+++ DATA ROWS +++

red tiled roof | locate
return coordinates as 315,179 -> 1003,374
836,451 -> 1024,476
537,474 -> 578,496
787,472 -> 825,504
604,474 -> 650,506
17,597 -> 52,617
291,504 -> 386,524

+++

GIVEN EXERCISE
Pick out every line of the listing above that contains the string "coordinates" and copy those lines. Case counts.

TASK RESULT
return coordinates as 315,179 -> 1003,374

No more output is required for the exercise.